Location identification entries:

↓↓↓

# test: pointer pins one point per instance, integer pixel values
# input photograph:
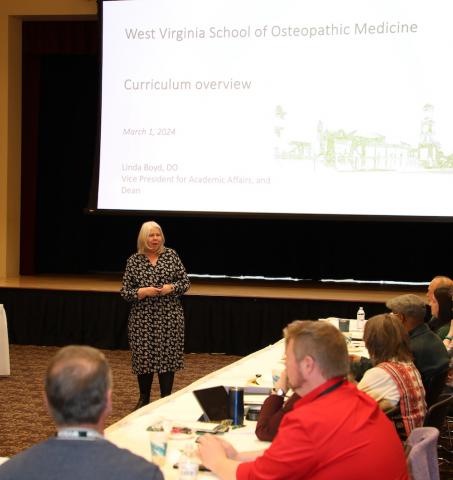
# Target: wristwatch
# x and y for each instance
(279, 391)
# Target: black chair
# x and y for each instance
(437, 417)
(437, 413)
(434, 387)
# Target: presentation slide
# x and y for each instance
(277, 106)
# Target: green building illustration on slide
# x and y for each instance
(352, 151)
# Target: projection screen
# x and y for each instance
(338, 107)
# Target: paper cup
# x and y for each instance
(177, 444)
(158, 444)
(276, 374)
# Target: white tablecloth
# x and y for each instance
(4, 344)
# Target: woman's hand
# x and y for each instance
(148, 292)
(167, 288)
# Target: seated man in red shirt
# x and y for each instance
(333, 431)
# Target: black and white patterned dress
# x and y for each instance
(156, 324)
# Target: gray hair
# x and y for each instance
(77, 381)
(410, 305)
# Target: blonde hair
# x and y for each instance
(321, 341)
(386, 339)
(143, 237)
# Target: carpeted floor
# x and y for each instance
(23, 416)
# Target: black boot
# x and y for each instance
(166, 383)
(145, 381)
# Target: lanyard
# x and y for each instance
(78, 434)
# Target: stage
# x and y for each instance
(231, 316)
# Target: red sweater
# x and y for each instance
(340, 435)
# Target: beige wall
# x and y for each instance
(11, 14)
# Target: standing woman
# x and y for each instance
(153, 282)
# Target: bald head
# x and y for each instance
(78, 380)
(438, 282)
(410, 309)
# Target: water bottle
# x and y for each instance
(360, 318)
(188, 465)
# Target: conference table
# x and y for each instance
(182, 409)
(4, 344)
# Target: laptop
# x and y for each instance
(214, 403)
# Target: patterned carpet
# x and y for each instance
(23, 416)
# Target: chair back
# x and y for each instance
(434, 387)
(435, 417)
(422, 457)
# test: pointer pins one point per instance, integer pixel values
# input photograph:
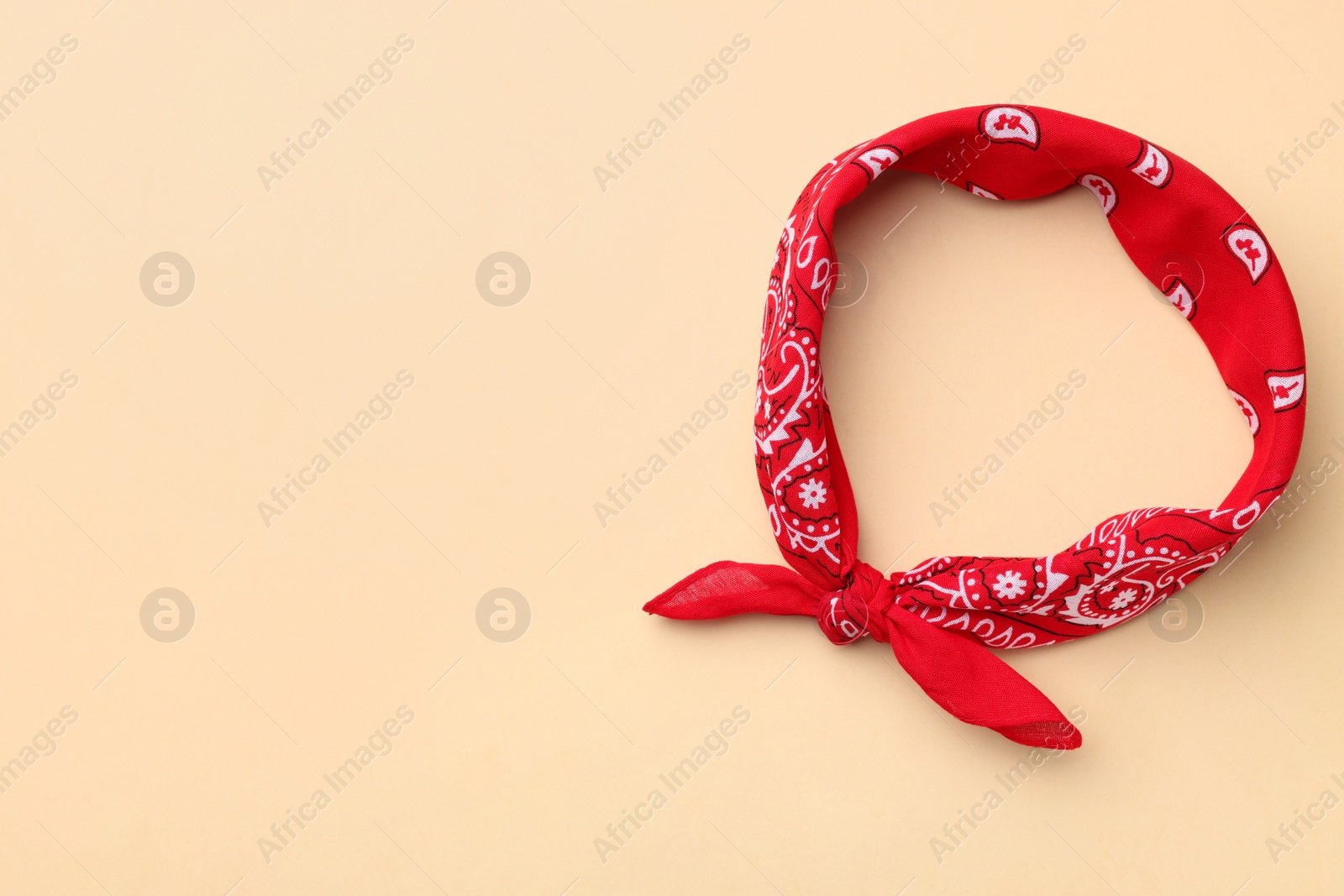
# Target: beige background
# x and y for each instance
(315, 293)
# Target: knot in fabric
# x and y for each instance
(859, 607)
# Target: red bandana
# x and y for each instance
(940, 616)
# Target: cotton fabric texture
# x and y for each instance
(942, 616)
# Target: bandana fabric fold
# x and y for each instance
(1189, 238)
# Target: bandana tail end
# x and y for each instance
(965, 679)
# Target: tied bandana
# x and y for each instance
(1191, 239)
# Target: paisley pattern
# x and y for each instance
(1129, 562)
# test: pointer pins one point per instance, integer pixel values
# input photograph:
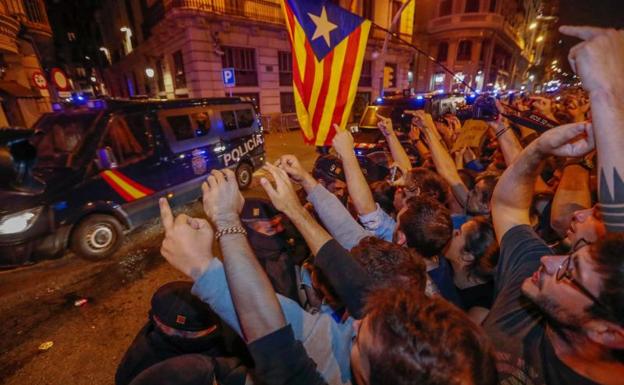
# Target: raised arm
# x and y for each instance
(360, 193)
(345, 275)
(572, 194)
(599, 60)
(254, 298)
(396, 148)
(445, 165)
(513, 194)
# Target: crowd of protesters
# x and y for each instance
(500, 264)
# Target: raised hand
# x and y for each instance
(296, 172)
(599, 59)
(188, 241)
(385, 125)
(283, 195)
(343, 142)
(222, 199)
(570, 140)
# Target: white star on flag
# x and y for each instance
(323, 26)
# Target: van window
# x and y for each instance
(201, 122)
(229, 121)
(181, 127)
(123, 141)
(245, 118)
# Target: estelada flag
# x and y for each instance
(328, 45)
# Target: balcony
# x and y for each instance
(29, 13)
(264, 11)
(461, 21)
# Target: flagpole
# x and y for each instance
(420, 51)
(384, 49)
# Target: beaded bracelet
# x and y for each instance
(230, 230)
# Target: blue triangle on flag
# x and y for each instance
(329, 20)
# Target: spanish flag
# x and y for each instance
(328, 45)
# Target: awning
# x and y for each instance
(15, 89)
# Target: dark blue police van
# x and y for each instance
(85, 176)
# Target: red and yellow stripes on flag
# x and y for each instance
(124, 186)
(324, 90)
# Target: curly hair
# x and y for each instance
(427, 225)
(387, 262)
(426, 341)
(429, 182)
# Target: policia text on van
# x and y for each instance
(85, 176)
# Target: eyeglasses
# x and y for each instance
(565, 272)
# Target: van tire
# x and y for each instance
(244, 175)
(97, 237)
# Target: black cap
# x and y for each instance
(175, 306)
(328, 167)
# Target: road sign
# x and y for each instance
(229, 80)
(39, 80)
(59, 79)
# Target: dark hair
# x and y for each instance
(429, 182)
(385, 262)
(607, 254)
(482, 244)
(426, 341)
(427, 225)
(383, 194)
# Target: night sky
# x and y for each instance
(600, 13)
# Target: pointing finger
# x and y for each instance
(582, 32)
(166, 216)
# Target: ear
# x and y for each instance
(605, 333)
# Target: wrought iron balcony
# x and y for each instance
(266, 11)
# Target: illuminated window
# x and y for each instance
(464, 51)
(179, 75)
(442, 51)
(446, 7)
(472, 5)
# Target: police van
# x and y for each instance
(85, 176)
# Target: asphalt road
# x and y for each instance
(38, 302)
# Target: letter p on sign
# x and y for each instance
(228, 77)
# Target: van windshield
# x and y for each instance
(59, 136)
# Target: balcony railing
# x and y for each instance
(266, 11)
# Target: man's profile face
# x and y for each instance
(561, 299)
(586, 225)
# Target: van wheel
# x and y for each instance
(244, 175)
(97, 237)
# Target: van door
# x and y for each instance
(127, 161)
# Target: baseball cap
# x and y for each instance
(175, 306)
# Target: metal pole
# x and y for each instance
(384, 49)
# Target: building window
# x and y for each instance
(243, 60)
(390, 75)
(367, 9)
(442, 51)
(492, 5)
(179, 78)
(287, 102)
(446, 7)
(464, 51)
(366, 78)
(472, 5)
(160, 76)
(285, 68)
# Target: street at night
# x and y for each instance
(311, 192)
(38, 303)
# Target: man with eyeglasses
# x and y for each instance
(556, 319)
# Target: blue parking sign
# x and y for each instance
(228, 77)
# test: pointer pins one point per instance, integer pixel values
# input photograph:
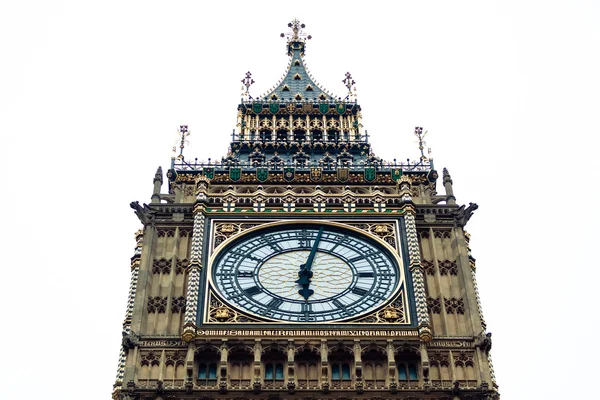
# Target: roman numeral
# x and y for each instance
(359, 291)
(275, 303)
(251, 291)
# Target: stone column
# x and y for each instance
(224, 349)
(391, 363)
(157, 184)
(414, 256)
(257, 349)
(291, 353)
(324, 366)
(357, 349)
(195, 266)
(450, 199)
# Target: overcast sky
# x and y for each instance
(92, 93)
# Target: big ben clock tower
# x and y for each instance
(302, 266)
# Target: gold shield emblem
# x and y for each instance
(343, 174)
(316, 173)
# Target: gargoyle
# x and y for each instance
(130, 340)
(145, 213)
(484, 342)
(463, 215)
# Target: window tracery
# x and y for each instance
(434, 305)
(157, 304)
(454, 305)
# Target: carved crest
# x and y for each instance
(370, 174)
(235, 173)
(316, 173)
(209, 172)
(262, 174)
(396, 174)
(288, 173)
(343, 174)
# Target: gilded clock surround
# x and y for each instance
(394, 311)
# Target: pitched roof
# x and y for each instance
(297, 83)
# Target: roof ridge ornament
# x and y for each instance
(183, 133)
(296, 38)
(247, 82)
(349, 82)
(420, 135)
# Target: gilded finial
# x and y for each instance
(296, 38)
(349, 83)
(183, 134)
(247, 82)
(419, 134)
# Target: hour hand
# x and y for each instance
(304, 276)
(305, 273)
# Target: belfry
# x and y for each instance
(302, 266)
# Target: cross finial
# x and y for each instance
(247, 82)
(419, 134)
(183, 134)
(296, 34)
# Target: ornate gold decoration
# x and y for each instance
(384, 231)
(394, 313)
(220, 312)
(226, 230)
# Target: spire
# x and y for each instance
(157, 184)
(296, 38)
(297, 84)
(450, 199)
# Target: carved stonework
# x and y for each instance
(384, 231)
(226, 230)
(395, 313)
(219, 312)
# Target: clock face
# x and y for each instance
(306, 274)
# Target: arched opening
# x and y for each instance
(274, 360)
(308, 364)
(207, 361)
(342, 367)
(240, 367)
(374, 362)
(407, 365)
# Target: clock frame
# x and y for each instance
(246, 288)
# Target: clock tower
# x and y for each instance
(302, 266)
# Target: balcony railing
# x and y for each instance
(410, 384)
(374, 383)
(207, 384)
(309, 384)
(240, 384)
(276, 384)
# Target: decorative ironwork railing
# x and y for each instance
(374, 383)
(409, 166)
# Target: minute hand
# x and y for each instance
(305, 273)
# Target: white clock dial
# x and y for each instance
(306, 274)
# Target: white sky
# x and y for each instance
(91, 95)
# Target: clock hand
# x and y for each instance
(305, 273)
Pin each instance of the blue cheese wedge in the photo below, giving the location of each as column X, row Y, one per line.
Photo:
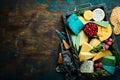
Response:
column 87, row 67
column 98, row 14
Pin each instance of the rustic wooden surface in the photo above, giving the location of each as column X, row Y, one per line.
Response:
column 28, row 42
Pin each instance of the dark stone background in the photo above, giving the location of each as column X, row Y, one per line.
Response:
column 28, row 42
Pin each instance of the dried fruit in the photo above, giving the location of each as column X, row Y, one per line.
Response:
column 90, row 29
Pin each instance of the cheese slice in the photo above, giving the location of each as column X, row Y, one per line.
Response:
column 83, row 19
column 88, row 14
column 98, row 56
column 102, row 23
column 86, row 47
column 86, row 55
column 110, row 69
column 87, row 67
column 107, row 53
column 83, row 37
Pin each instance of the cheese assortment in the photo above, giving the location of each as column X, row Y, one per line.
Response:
column 91, row 42
column 96, row 31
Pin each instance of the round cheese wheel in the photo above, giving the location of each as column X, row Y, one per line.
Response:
column 98, row 14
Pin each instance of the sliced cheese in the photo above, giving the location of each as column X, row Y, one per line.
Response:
column 87, row 67
column 83, row 19
column 102, row 23
column 75, row 41
column 104, row 33
column 86, row 55
column 88, row 15
column 86, row 47
column 107, row 53
column 83, row 37
column 98, row 56
column 110, row 69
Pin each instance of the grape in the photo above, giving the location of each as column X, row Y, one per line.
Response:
column 109, row 43
column 100, row 65
column 106, row 46
column 98, row 69
column 110, row 39
column 106, row 41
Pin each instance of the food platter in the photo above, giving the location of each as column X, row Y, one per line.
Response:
column 93, row 50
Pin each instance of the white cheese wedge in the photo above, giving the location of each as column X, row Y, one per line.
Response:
column 86, row 55
column 87, row 67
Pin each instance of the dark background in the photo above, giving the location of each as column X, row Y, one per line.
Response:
column 28, row 42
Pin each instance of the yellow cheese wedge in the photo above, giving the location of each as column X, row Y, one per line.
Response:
column 83, row 19
column 95, row 42
column 86, row 55
column 88, row 15
column 83, row 37
column 104, row 33
column 98, row 56
column 86, row 47
column 107, row 53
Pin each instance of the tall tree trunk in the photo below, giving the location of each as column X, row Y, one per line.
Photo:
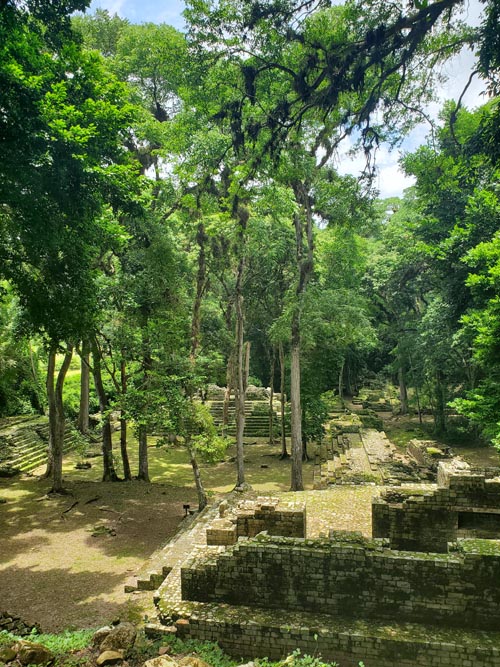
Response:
column 108, row 466
column 271, row 396
column 440, row 412
column 57, row 422
column 123, row 422
column 417, row 393
column 227, row 392
column 83, row 414
column 38, row 402
column 202, row 496
column 297, row 483
column 403, row 392
column 201, row 283
column 304, row 250
column 51, row 401
column 341, row 379
column 143, row 473
column 284, row 452
column 147, row 365
column 241, row 357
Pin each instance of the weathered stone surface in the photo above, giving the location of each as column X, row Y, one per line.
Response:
column 100, row 635
column 465, row 504
column 192, row 661
column 160, row 661
column 121, row 638
column 7, row 654
column 30, row 653
column 16, row 625
column 109, row 658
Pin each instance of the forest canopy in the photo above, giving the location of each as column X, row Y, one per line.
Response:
column 172, row 212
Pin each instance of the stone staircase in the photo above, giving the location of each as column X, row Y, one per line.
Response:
column 256, row 418
column 24, row 442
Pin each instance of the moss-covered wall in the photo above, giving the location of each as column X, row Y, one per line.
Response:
column 429, row 522
column 353, row 579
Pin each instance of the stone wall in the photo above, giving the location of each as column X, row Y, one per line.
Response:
column 360, row 578
column 466, row 503
column 347, row 645
column 250, row 518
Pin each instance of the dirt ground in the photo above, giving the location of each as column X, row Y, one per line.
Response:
column 64, row 560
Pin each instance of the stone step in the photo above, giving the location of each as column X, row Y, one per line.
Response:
column 256, row 632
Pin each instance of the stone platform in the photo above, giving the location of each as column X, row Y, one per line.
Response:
column 256, row 632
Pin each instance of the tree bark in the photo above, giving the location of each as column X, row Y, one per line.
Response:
column 56, row 418
column 143, row 474
column 123, row 423
column 403, row 392
column 83, row 414
column 284, row 452
column 201, row 283
column 108, row 466
column 51, row 367
column 147, row 365
column 271, row 396
column 227, row 392
column 202, row 496
column 297, row 483
column 440, row 412
column 241, row 356
column 304, row 250
column 341, row 378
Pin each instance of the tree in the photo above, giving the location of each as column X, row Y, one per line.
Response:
column 62, row 128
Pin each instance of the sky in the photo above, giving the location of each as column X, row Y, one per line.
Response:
column 390, row 181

↑↑↑

WHAT THE EXERCISE ASKS:
Give back exactly the lines from the one containing "Pin each instance of the tree bark" to the end of the material, both ends included.

SOLUTION TO THIS TASK:
Pin each instance of the tree bark in the photo above, giving the location of each as column X, row Y, one per line.
Response:
column 56, row 418
column 143, row 474
column 123, row 423
column 403, row 392
column 83, row 414
column 284, row 452
column 201, row 283
column 108, row 466
column 51, row 367
column 147, row 365
column 271, row 396
column 227, row 392
column 202, row 496
column 297, row 483
column 440, row 412
column 241, row 356
column 304, row 250
column 341, row 378
Pin each instance of the tree in the photo above, giving the location of each as column X, row Y, one per line.
Response:
column 62, row 128
Pin each instance of the sky in the photo above, giving the location of each as column X, row Y, one per line.
Response:
column 390, row 181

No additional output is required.